▶ Task requirements
A. From the article on mobile device design, extract the passage that begins at the words "The overarching question" and stops after "simultaneously played events.".
B. Write what comes next in the article on mobile device design and TV-on-demand, picking up after its final sentence.

▶ Source

Consumers drive content, as hardware takes back seat to apps
Mobile devices that conform to environment, cloud computing, and TV-on-demand are reshaping design
BY GREG LUPION
Are you finding the boxing match one-sided and tedious? Click off it and switch to the Velodrome to watch the cycling competition. It’s 2012, and you might be sitting in your living room watching TV, but you have become your own command center for the London Summer Olympics. By then, it’s possible you will be able to select the event, venue, and even camera angle. If you tire of the aerial view of cyclists winding around the track, push a button to see a close-up of their feet pedaling furiously.
“We will have the ability to watch it all on demand. Cameras will have to be everywhere, and they will need to be smarter,” said Brent Przybus, director of product marketing at San Jose, CA-based Xilinx and a computer engineer. He described the design challenges to menu-driven TV-on-demand. The viewer’s menu selection would be fed into a server, which would connect with the specific camera being requested. Cameras would have to be positioned at numerous events from different perspectives. Beyond that, the requirements would include connectivity, high-resolution video, and power efficiency. And the cameras must be smart. To keep up with the requests from the server, Przybus noted, communications requirements would have to be met. “And it all must be done in real time,” he added.
Tim Sweeney, founding partner of Austin, TX-based Upstream Thinking, agreed that you could run 10 cameras through a server. “But the finite user control elements, such as pan or zoom, would be a tough design challenge to overcome when millions may be sharing control,” said Sweeney, a mobile device designer who founded Upstream about two years ago as an innovation company that creates new ecosystems of products, services, and brands.
The overarching question is whether to do something just because it’s doable. Sweeney wonders whether the ability to offer multiple camera angles would become a meaningful experience for the user, and would it rise above the viewing experience that TV networks currently offer? He did see the value in offering the option of switching among simultaneously played events.
The Summer Olympics provides one example of consumers’ insatiable appetite to be connected and to be fed information and entertainment. Consumers want to be connected everywhere and through increasingly smart devices. That makes power management a critical design consideration. The physical device is becoming fundamentally unimportant, amid the rush to create applications in an environment dominated by cloud computing and new software. Even the ability to reconfigure the form factors of devices to heighten the user experience will become possible. As a result, mobile devices would not need to be replaced quite as often; instead, the user would be able to update them.
“The magic number for a mobile appliance, be it a smart phone or a tablet, is the media application,” said Pallab Chatterjee, an independent design engineer based in Livermore, CA, about 30 miles northeast of San Jose. “You have to be able to charge your device in the morning, commute for about 45 minutes, have your workday or school day, and then have another 45 minutes on the commute back. That means you need full playback for 90 minutes. Typically, you need standby and the intermittent 30% duty cycle.” (Duty cycle is defined as the time that a device must be fully awake and functioning.) A smart phone typically reaches that 30% level, Chatterjee noted.
Whether you’re toting a tablet PC, a smart phone, or the new Nintendo 3DS gaming platform, “you don’t want to take chargers and accessories to work or school,” Chatterjee said. That’s why the environment was designed around a 10-hour duty cycle. The architecture of the chip differs from that used to power a small set-top box because the latter plugs into the wall. The set-top box requires higher-performance parts because the data environment is larger. By contrast, watching a movie on the 3-inch screen of a cell phone calls for only 240 x 160 resolution, which falls just below standard definition (SD). “You don’t need 2,000 x 2,000 resolution.

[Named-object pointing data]

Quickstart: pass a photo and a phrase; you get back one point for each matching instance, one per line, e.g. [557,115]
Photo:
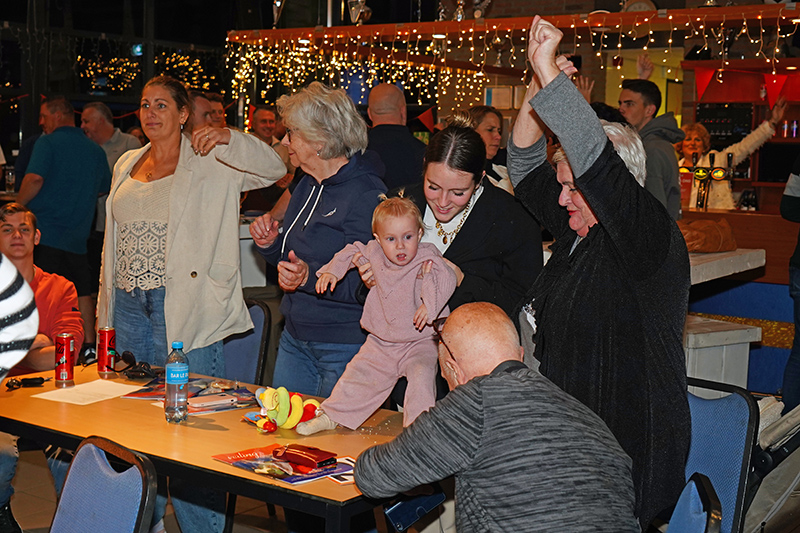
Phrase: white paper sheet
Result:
[86,393]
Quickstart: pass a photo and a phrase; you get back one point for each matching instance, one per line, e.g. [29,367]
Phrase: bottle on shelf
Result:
[177,377]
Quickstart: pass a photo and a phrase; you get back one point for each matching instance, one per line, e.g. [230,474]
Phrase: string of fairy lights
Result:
[259,62]
[112,65]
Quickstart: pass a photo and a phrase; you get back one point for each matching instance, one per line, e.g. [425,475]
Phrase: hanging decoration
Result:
[453,61]
[277,9]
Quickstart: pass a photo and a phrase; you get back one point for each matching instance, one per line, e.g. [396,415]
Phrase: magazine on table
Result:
[261,461]
[203,397]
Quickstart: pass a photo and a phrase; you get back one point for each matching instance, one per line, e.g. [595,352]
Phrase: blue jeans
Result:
[791,375]
[310,367]
[141,328]
[57,459]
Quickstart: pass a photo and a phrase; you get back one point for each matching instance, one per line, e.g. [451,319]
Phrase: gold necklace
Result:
[445,234]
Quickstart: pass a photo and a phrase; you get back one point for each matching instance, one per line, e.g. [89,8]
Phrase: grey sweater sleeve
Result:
[440,443]
[522,160]
[569,115]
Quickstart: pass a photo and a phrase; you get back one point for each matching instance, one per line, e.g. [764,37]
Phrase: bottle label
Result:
[177,373]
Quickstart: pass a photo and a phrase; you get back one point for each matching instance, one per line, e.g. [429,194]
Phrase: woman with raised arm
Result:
[605,317]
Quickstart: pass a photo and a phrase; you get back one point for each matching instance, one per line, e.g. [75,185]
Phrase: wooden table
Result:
[185,450]
[705,267]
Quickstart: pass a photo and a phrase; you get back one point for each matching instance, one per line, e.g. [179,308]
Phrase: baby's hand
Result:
[421,317]
[325,280]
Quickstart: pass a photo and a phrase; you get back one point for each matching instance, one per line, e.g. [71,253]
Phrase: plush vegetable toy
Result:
[284,409]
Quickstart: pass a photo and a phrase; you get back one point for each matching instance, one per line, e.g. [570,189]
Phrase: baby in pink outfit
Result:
[413,284]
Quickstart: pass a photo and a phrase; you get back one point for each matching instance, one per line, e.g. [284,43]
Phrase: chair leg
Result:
[230,513]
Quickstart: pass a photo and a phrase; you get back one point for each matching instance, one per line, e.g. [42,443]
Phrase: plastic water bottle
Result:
[177,370]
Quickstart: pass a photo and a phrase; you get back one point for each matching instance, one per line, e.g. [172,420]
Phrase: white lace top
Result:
[141,211]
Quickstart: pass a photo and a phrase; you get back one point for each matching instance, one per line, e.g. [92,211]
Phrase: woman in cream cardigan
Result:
[171,255]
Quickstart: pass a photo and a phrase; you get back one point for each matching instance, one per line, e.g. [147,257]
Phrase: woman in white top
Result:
[171,255]
[698,141]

▶ Answers for this exercise
A.
The overarching question is whether to do something just because it’s doable. Sweeney wonders whether the ability to offer multiple camera angles would become a meaningful experience for the user, and would it rise above the viewing experience that TV networks currently offer? He did see the value in offering the option of switching among simultaneously played events.

B.
“You can have a mobile device with five processors, running off a battery, but you need advanced power management ICs,” Chatterjee said. “In the same combo in a game console, you don’t need to worry about the power management.”
Sweeney said, “There are certain break points where the size can become too big for the mobile device to be accepted — a 7-inch mobile device has had difficulty finding market acceptance. You ideally want to stay near the volume or size of the iPhone or Droid.” Because it is undesirable to increase the size of the battery, the switching logic at the board level becomes an important design consideration, he said.
What’s your power factor? What’s your application? The answers to those questions are driving chip design. For mobile handsets, reducing the power and building a 32 to 45-nm chip could cost about $50 million to build, Chatterjee said. “The small guys can’t play.” So, the need to deliver connectivity has pushed up the entry cost.
In the past, devices could be categorized as belonging to either the home or workplace. Now, a wave of intermediary devices has reached the market. Gaming consoles and home theaters provide an active experience at home, while conventional TV is passive. “People between 12 and 30 engage in simultaneous connectivity,” said Chatterjee . “Merely watching TV is insufficient for them. People over 30 watch TV with friends or significant others. But younger people watch TV with some kind of social connection Facebook, Twitter or Skype. These people are mobile. They don’t have big-screen TVs.”
Regardless of your age, the TV has become a focal point for information processing. “People are changing their commercial watching habits,” Chatterjee said. “This dramatically changes the feature set. Most set-top boxes have hard drives and multiple tuners. They want to keep you in the same room on the same screen, so you can look on the Internet or chat with someone.”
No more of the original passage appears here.